■ Task details:
Copy the following lines verbatim, keeping every character and mark unchanged.
#####
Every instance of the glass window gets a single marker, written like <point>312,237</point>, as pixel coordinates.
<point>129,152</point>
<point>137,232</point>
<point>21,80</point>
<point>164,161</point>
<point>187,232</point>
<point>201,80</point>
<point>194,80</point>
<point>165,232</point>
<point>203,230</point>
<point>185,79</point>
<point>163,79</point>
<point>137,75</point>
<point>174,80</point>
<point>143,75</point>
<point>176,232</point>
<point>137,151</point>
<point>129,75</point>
#####
■ Solution below:
Every instance of the glass window gets a single marker, written like <point>312,237</point>, as pixel coordinates.
<point>129,152</point>
<point>137,232</point>
<point>21,80</point>
<point>164,161</point>
<point>187,232</point>
<point>201,80</point>
<point>194,80</point>
<point>165,232</point>
<point>203,230</point>
<point>185,79</point>
<point>163,79</point>
<point>137,75</point>
<point>174,80</point>
<point>143,75</point>
<point>176,232</point>
<point>137,151</point>
<point>129,75</point>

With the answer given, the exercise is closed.